* [What you are asked to do]: Retype all of the lines below with no changes.

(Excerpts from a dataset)
————

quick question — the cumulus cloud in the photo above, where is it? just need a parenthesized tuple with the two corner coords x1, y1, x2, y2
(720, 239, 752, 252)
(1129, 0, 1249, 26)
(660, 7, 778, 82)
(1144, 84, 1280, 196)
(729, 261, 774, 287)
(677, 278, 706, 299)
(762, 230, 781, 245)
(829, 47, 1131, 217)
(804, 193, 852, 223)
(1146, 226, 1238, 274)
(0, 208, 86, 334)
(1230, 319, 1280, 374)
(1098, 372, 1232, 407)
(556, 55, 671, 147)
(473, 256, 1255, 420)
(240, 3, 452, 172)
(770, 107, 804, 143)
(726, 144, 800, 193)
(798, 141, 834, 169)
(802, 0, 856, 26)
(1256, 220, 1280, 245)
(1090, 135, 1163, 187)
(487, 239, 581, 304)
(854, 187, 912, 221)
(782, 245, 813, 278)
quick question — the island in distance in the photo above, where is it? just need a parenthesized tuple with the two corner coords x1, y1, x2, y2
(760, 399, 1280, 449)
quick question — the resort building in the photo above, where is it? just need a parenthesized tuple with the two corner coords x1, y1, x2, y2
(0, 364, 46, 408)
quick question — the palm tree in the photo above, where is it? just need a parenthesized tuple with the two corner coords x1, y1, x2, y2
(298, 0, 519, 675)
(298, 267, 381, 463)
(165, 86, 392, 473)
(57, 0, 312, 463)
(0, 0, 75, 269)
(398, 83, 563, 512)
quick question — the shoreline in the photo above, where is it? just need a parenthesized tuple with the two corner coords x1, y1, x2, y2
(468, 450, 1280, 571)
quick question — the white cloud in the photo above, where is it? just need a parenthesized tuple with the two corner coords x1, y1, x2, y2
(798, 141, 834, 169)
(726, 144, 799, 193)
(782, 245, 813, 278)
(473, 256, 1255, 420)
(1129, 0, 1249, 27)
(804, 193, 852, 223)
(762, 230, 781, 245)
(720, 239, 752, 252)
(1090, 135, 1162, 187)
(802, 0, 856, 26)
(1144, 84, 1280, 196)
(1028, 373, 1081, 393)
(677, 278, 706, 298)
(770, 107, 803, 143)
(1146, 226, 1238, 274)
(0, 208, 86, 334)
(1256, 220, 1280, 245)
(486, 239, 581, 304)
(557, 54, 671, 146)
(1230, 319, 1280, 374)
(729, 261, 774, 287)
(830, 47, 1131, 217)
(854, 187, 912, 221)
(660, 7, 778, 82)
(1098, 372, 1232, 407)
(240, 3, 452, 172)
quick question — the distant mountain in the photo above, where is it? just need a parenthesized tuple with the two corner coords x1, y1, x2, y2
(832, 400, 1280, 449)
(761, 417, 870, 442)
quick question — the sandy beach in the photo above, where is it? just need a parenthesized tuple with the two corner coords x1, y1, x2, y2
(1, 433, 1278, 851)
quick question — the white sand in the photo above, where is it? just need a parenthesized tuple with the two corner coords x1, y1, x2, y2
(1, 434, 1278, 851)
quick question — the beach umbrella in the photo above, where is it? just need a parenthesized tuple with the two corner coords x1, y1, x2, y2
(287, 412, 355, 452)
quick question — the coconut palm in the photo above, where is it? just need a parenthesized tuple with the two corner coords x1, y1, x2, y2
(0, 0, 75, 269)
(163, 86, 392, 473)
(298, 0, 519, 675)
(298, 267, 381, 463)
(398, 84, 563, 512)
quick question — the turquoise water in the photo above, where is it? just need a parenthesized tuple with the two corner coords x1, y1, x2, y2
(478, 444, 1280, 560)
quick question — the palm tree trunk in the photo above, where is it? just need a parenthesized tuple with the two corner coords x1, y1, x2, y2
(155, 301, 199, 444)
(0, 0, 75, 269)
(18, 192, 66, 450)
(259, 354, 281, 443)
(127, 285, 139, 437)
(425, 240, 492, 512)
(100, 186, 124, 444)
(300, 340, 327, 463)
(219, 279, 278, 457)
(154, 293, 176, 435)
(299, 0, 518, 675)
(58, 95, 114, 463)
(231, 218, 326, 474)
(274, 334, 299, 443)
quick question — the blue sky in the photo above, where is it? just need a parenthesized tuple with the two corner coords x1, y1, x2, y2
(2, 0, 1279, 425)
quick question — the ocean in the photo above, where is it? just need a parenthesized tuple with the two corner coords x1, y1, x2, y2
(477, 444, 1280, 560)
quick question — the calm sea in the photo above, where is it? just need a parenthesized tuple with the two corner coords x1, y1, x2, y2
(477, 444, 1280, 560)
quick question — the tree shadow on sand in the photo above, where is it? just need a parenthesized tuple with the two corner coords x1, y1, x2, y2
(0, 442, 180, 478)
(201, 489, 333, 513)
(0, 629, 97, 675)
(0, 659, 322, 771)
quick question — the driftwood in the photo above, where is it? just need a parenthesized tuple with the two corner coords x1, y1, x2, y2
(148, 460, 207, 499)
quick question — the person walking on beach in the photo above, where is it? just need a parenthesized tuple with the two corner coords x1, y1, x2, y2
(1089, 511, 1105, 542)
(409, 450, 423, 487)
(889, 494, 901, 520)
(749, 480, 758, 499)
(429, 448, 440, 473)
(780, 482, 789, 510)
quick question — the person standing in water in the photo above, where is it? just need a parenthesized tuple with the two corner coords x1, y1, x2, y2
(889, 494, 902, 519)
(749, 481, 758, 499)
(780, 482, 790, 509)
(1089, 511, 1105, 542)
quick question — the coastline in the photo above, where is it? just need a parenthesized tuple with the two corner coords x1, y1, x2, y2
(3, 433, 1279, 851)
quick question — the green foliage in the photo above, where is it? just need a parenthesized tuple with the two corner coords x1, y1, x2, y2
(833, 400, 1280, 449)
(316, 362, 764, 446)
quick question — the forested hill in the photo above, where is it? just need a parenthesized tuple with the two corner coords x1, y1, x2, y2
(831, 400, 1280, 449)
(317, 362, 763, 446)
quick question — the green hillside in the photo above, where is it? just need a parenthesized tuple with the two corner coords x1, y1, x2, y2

————

* [Result]:
quick question — the cumulus cloud in the photo above, where is it? just need a parenthesized tuple with the two corner coords x1, y1, x2, y2
(720, 239, 752, 252)
(1129, 0, 1249, 26)
(660, 7, 778, 82)
(1144, 84, 1280, 196)
(729, 261, 774, 287)
(677, 278, 706, 299)
(762, 230, 781, 245)
(829, 47, 1131, 217)
(804, 193, 852, 223)
(1146, 226, 1238, 274)
(0, 208, 86, 334)
(1230, 319, 1280, 374)
(1098, 372, 1232, 407)
(556, 55, 671, 147)
(473, 256, 1255, 420)
(240, 3, 452, 172)
(770, 107, 804, 143)
(726, 144, 800, 193)
(798, 141, 834, 169)
(802, 0, 856, 26)
(1256, 220, 1280, 245)
(1090, 135, 1163, 187)
(487, 239, 581, 304)
(854, 187, 912, 221)
(782, 245, 813, 278)
quick question — the island in distance in the photo above, where is it? just need a parenthesized tuple with the two corner coords x1, y1, x2, y2
(760, 399, 1280, 449)
quick question — the resort building in the photo above, where is it? just need a parenthesized tuple with the two corner coords x1, y1, x2, y2
(0, 364, 46, 408)
quick question — the palm tree in the photo above, where is it? just need a parenthesized tuple with the two corner coords x1, y1, x2, y2
(298, 0, 519, 675)
(298, 267, 381, 463)
(165, 86, 392, 473)
(57, 0, 312, 463)
(0, 0, 75, 269)
(398, 83, 563, 512)
quick question — the shoreline in the photo above, where is it? just need a parenthesized tuple with the two corner coords x1, y1, x2, y2
(468, 450, 1280, 571)
quick question — the white cloud in the photo above, where is it? just need a parenthesized tuple with the two corner coords x1, y1, x2, y2
(798, 141, 834, 169)
(726, 144, 799, 193)
(782, 245, 813, 278)
(473, 256, 1255, 420)
(1129, 0, 1249, 27)
(804, 193, 852, 223)
(762, 230, 781, 245)
(720, 239, 752, 252)
(1090, 135, 1162, 187)
(802, 0, 856, 26)
(1144, 84, 1280, 196)
(1028, 373, 1081, 393)
(677, 278, 706, 298)
(770, 107, 803, 143)
(1146, 226, 1238, 274)
(0, 208, 86, 334)
(1256, 220, 1280, 245)
(486, 239, 581, 304)
(557, 54, 671, 146)
(1230, 319, 1280, 374)
(729, 261, 774, 287)
(830, 47, 1131, 217)
(854, 187, 912, 221)
(660, 7, 778, 82)
(1098, 372, 1232, 407)
(240, 3, 452, 172)
quick question — the distant mountain in the photo above, where is it? just need a parenthesized tuple with the two corner coords x1, y1, x2, y2
(832, 400, 1280, 449)
(761, 417, 870, 442)
quick question — the sandy beach in the photo above, where is it? just need a parenthesized tuple with the two corner coords x1, y1, x2, y2
(1, 433, 1278, 851)
quick question — the white sand in the photo above, where is it? just need a parenthesized tuple with the two corner coords x1, y1, x2, y2
(1, 434, 1278, 851)
quick question — the beach umbrella in the photo above, where is it? just need a parenthesized tuple with the two corner coords x1, y1, x2, y2
(287, 412, 355, 452)
quick question — the coconut palm in the photo above, where is it? just need a parenthesized tuple with the two corner coords x1, y1, x2, y2
(0, 0, 75, 269)
(163, 86, 392, 473)
(298, 0, 519, 675)
(298, 267, 381, 463)
(398, 84, 563, 512)
quick question — the turquoise water in the photo above, where is it? just need a parenthesized tuple with the two corner coords x1, y1, x2, y2
(478, 444, 1280, 560)
quick question — the palm tree trunk in the photo above, where is it? just need a parenthesized tuple with the two corner coords x1, y1, x2, y2
(155, 301, 199, 444)
(0, 0, 75, 269)
(18, 192, 66, 450)
(259, 354, 281, 443)
(127, 285, 139, 437)
(425, 240, 492, 512)
(100, 186, 124, 444)
(300, 340, 327, 463)
(219, 279, 278, 457)
(154, 293, 176, 435)
(299, 0, 518, 675)
(58, 95, 114, 463)
(231, 218, 326, 474)
(274, 334, 299, 443)
quick question — the blue sky in the photo above, where is it? just need a parenthesized tuple with the two corner coords x1, y1, x2, y2
(2, 0, 1279, 425)
quick question — the ocean in the photo above, where is it? just need a parenthesized tuple with the two corner coords x1, y1, x2, y2
(477, 444, 1280, 560)
quick question — the calm sea in the photo above, where is it? just need a parenthesized tuple with the two corner coords x1, y1, x2, y2
(477, 444, 1280, 560)
quick question — the tree shadow on sand in the photo above, where is it? just need a parenthesized tuple with the two corner coords x1, y1, x2, y2
(0, 442, 180, 478)
(201, 489, 333, 513)
(0, 629, 97, 675)
(0, 659, 322, 771)
quick question — the driftwood in the photo above, where is it? just need a parenthesized tuple with the two corner coords x1, y1, x2, y2
(148, 460, 207, 499)
quick question — the person walking on beach in the photo above, where is it? just need a parenthesized tuple with the two corner coords x1, y1, x2, y2
(1089, 511, 1105, 542)
(409, 450, 423, 487)
(889, 494, 901, 520)
(749, 480, 758, 499)
(429, 448, 440, 473)
(780, 482, 789, 510)
quick question — the person standing in water in the photo above, where is it? just need a parenthesized tuple with the two corner coords x1, y1, x2, y2
(889, 494, 902, 519)
(749, 481, 758, 499)
(780, 482, 790, 509)
(1089, 511, 1105, 542)
quick question — the coastline in the photo above, where is it? just need a parenthesized tuple with the two corner coords x1, y1, x2, y2
(3, 433, 1279, 851)
quick question — the green foliage in the photo above, where is it? just need a parenthesized tuple with the two corner coords x1, y1, x2, y2
(833, 400, 1280, 449)
(316, 362, 764, 446)
quick question — the forested hill in the photo above, where is it? just need a parenthesized tuple with the two corner coords x1, y1, x2, y2
(831, 400, 1280, 449)
(317, 362, 763, 446)
quick question — the green hillside in the photo above, where is it? just need a parenthesized tuple with the two corner coords x1, y1, x2, y2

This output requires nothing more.